*** DATA FOR THE TASK ***

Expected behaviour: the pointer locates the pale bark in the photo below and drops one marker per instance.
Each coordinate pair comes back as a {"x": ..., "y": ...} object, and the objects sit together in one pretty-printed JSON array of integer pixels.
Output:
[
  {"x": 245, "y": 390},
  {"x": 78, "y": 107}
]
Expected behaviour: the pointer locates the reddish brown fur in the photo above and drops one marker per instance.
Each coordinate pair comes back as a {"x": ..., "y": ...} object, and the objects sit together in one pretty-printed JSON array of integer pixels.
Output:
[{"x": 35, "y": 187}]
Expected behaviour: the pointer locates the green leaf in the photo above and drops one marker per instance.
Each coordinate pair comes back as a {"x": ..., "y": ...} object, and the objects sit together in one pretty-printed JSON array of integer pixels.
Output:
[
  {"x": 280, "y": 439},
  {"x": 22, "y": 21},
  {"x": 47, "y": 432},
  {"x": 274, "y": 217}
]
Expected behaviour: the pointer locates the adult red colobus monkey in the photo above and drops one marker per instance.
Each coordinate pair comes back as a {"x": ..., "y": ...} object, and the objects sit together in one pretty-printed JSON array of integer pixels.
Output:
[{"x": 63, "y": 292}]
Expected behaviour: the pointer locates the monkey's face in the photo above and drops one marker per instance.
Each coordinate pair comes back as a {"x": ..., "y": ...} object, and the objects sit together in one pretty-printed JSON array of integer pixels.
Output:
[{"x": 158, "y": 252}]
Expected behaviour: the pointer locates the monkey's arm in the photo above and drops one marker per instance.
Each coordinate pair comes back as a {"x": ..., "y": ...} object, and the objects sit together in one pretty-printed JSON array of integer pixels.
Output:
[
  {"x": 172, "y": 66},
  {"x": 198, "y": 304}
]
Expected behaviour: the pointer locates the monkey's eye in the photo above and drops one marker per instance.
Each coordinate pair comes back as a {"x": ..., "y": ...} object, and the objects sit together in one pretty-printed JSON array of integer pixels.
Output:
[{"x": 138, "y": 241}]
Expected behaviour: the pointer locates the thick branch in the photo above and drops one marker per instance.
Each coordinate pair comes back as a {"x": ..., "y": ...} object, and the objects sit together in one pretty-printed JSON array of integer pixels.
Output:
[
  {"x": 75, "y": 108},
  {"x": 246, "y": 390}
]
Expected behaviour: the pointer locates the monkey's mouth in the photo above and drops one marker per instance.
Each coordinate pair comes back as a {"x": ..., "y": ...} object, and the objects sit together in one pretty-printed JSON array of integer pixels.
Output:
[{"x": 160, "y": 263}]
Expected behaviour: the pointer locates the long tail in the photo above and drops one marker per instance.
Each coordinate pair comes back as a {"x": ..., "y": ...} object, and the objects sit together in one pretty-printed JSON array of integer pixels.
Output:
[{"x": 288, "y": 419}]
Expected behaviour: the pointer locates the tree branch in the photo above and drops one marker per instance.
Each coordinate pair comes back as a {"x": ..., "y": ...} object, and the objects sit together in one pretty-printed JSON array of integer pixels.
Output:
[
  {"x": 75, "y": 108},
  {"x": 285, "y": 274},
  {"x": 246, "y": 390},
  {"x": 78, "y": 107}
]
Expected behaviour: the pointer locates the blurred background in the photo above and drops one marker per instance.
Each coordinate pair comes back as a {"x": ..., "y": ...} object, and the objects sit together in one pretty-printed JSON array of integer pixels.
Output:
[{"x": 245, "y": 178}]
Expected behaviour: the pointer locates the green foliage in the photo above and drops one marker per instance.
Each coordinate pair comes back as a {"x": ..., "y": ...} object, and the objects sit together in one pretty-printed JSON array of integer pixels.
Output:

***

**EXERCISE OBJECTIVE:** One exact transcript of the whole listing is the expected answer.

**ANSWER BELOW:**
Expected behaviour: the pointer locates the pale bark in the photo below and drops one marker per instance.
Each coordinate pair comes back as a {"x": ..., "y": ...} object, and the objects sit together in one pretty-printed JSON array of integer pixels.
Output:
[
  {"x": 245, "y": 390},
  {"x": 78, "y": 107}
]
Expected behaviour: the pointer locates the reddish brown fur in the photo above and drops one marker per instance.
Each coordinate pair comes back as a {"x": ..., "y": ...} object, and the objects sit together in one pretty-printed JSON array of integer pixels.
Output:
[{"x": 35, "y": 187}]
Expected behaviour: the pointer locates the green leaf in the photo above and drops one marker per instance.
Each coordinate pair comes back as a {"x": ..., "y": ...} object, and the objects sit together in one pretty-printed JSON array of integer pixels.
Output:
[
  {"x": 280, "y": 439},
  {"x": 22, "y": 21},
  {"x": 47, "y": 432},
  {"x": 274, "y": 217}
]
Expected behaviour: the pointer locates the adult red colobus monkey in the photo above and drops one marker per instance.
Each coordinate pair comes back as a {"x": ..., "y": ...} object, and the objects sit together in one pretty-printed JSON array of integer pixels.
Output:
[{"x": 63, "y": 292}]
Expected behaviour: the pointer locates the monkey's face in the photo above and drops one marker per instance.
Each coordinate pair comes back as a {"x": ..., "y": ...} object, and the objects sit together in one pretty-printed JSON array of integer pixels.
Output:
[{"x": 158, "y": 252}]
Expected behaviour: the pointer locates the monkey's arm in the photo above and drops one marker per instance.
Each coordinate pair comes back as a {"x": ..., "y": ...} object, and the objects sit together in one pretty-printed JSON array of integer pixels.
Output:
[
  {"x": 172, "y": 66},
  {"x": 198, "y": 304}
]
Expected behaviour: the pointer locates the monkey's eye in the photo above and drops one marker per instance.
Each coordinate pair comes back as a {"x": ..., "y": ...} object, and the objects sit together in one pretty-printed JSON array of integer pixels.
Output:
[{"x": 138, "y": 241}]
Expected behaviour: the pointer locates the thick branch in the photo above and drops one marker per instance.
Each coordinate pair comes back as a {"x": ..., "y": ...} object, and the objects sit together in one pretty-printed JSON array of integer pixels.
Output:
[
  {"x": 75, "y": 108},
  {"x": 246, "y": 390}
]
Expected behaviour: the pointer locates the monkey's mouth in the photo above and drops one marker per instance.
Each coordinate pair comes back as a {"x": ..., "y": ...} object, and the objects sit together in one pretty-printed JSON array of integer pixels.
Output:
[{"x": 160, "y": 263}]
Expected behaviour: the pointer locates the long tail in the photo above and drops one marker per instance.
Each coordinate pair comes back as a {"x": ..., "y": ...} object, and the objects sit together in one pretty-printed JSON array of integer pixels.
Output:
[{"x": 288, "y": 419}]
Expected behaviour: the pointer locates the tree branch in the photo above and drops one marker per instance.
Each coordinate pair comes back as a {"x": ..., "y": ...} object, and the objects sit together in one pretty-printed JSON array of integer pixels.
Output:
[
  {"x": 75, "y": 108},
  {"x": 285, "y": 274},
  {"x": 246, "y": 390},
  {"x": 78, "y": 107}
]
Expected behaviour: the pointer locates the blurred background in the photo above and drops one marker per instance.
Each coordinate pair comes back as a {"x": ..., "y": ...} object, and the objects sit together in one pretty-printed JSON array of integer pixels.
Output:
[{"x": 245, "y": 178}]
Expected behaviour: the pointer locates the green foliage in the photo above and drops one marker per instance.
Each coordinate pair comes back as a {"x": ..., "y": ...} object, and the objects sit together in one pretty-printed JSON array of integer pixels.
Output:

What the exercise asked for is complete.